> **WHAT NEEDS TO BE DONE**:
Answer these questions about the worked solution:
(a) What does the solution need to find from the given expression?
(b) How does the solution describe a Taylor series?
(c) Which function's expansion is marked as equation (1)?

Complete step-by-step answer:
We have been given the expansion of an expression. We need to find the coefficient of ${{x}^{n}}$ from the given expression.
We have been given, ${{\left( 1+\dfrac{{{x}^{2}}}{2!}+\dfrac{{{x}^{4}}}{4!}+... \right)}^{2}}$ .
According to Taylor series which is an expansion of some function into an infinite sum of terms, where each term has a larger exponent like $x,{{x}^{2}},{{x}^{3}}.....etc$ .
By using Taylor series, we can say that,
${{e}^{x}}=1+\dfrac{x}{1!}+\dfrac{{{x}^{2}}}{2!}+\dfrac{{{x}^{3}}}{3!}+\dfrac{{{x}^{4}}}{4!}+......\to (1)$ .

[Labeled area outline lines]
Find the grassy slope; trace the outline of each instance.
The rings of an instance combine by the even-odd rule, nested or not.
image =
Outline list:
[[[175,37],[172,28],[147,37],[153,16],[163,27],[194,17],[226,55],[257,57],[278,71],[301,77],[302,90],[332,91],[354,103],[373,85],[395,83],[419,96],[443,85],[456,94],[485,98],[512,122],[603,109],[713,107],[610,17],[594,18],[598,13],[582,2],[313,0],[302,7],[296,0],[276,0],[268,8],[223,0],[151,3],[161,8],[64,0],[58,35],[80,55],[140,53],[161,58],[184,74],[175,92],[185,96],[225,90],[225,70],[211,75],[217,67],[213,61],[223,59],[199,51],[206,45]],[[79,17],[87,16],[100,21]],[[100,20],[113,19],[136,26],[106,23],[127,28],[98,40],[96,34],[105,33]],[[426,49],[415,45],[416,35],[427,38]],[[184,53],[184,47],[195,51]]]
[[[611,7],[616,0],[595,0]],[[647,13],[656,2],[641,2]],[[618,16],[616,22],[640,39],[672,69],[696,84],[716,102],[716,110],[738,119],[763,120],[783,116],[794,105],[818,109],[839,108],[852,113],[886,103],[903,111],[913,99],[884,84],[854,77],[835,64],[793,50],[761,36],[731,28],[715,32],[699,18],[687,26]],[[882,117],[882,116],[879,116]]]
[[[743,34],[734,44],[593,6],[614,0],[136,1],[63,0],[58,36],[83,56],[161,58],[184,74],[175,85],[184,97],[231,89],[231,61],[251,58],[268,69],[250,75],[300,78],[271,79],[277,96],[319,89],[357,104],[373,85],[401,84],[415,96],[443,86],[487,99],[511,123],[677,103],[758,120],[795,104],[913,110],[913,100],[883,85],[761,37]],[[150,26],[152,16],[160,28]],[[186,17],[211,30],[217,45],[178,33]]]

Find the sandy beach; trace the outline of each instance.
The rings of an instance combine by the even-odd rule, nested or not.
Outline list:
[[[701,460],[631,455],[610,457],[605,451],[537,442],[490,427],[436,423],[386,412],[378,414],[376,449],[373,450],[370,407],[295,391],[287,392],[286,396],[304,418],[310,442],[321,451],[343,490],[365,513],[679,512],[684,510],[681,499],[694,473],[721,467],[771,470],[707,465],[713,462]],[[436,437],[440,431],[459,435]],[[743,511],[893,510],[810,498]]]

--

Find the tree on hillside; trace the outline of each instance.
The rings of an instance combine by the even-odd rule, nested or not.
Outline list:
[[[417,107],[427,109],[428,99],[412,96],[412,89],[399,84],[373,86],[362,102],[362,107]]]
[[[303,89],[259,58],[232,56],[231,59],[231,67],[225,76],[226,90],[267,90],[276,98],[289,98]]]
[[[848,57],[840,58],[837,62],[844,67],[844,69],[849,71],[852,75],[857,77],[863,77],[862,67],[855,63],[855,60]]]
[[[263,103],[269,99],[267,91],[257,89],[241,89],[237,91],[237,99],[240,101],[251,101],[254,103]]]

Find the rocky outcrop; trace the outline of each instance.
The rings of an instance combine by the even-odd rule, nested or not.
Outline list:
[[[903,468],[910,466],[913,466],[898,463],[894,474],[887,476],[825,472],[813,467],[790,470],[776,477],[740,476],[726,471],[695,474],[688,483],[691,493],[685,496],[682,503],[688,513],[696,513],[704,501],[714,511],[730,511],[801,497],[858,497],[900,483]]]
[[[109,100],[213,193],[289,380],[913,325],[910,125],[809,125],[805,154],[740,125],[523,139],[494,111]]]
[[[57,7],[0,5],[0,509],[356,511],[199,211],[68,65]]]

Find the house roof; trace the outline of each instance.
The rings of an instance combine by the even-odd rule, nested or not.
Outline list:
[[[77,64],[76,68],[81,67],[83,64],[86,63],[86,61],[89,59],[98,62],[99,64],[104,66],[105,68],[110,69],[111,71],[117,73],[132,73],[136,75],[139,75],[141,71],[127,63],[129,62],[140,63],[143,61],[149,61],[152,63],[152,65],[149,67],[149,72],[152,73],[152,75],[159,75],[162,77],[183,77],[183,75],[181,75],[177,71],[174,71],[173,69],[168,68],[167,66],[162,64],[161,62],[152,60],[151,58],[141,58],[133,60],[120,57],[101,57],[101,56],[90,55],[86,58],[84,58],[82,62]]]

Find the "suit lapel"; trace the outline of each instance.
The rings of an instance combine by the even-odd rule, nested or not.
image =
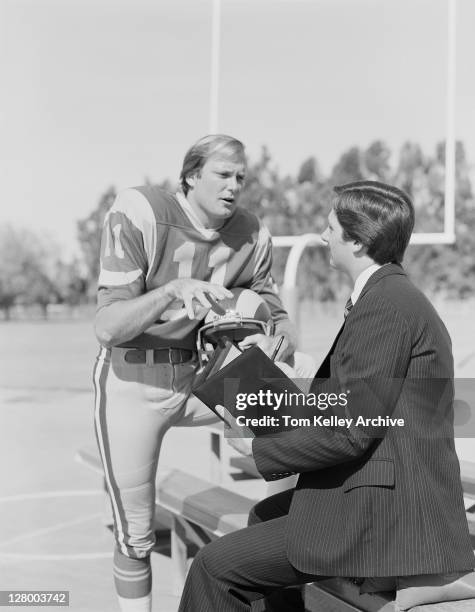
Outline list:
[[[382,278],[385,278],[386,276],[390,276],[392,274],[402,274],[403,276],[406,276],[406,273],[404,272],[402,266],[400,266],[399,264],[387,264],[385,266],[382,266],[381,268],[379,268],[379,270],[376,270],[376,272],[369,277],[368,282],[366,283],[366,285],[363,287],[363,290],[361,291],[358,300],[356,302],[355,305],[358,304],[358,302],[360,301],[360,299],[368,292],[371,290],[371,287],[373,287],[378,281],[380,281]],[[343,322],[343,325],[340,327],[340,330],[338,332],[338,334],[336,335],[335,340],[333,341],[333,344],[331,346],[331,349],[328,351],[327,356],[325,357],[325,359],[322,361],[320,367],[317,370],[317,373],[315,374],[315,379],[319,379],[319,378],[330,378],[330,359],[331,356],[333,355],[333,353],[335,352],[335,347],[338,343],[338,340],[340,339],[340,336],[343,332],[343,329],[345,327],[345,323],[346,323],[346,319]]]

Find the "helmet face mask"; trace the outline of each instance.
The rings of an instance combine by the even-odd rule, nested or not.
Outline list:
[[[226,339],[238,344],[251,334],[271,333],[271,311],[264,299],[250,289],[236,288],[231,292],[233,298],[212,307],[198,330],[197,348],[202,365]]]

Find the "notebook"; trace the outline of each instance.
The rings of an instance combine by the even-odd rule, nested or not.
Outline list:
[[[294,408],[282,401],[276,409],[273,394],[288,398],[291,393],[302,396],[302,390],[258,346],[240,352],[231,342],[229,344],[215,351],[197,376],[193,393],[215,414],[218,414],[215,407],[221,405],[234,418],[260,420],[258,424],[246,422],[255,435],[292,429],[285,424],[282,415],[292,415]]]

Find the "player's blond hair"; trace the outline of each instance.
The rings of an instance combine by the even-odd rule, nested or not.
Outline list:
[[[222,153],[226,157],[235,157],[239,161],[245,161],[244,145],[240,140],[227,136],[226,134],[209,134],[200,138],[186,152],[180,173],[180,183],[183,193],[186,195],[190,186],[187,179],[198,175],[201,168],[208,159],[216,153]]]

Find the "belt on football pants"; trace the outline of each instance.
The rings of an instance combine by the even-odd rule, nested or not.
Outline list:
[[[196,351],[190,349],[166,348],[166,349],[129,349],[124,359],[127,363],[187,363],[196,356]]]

> **FINISHED TASK**:
(a) The coefficient of x^n.
(b) As an expansion of some function into an infinite sum of terms, where each term has a larger exponent, like x, x^2, x^3, and so on.
(c) e^x.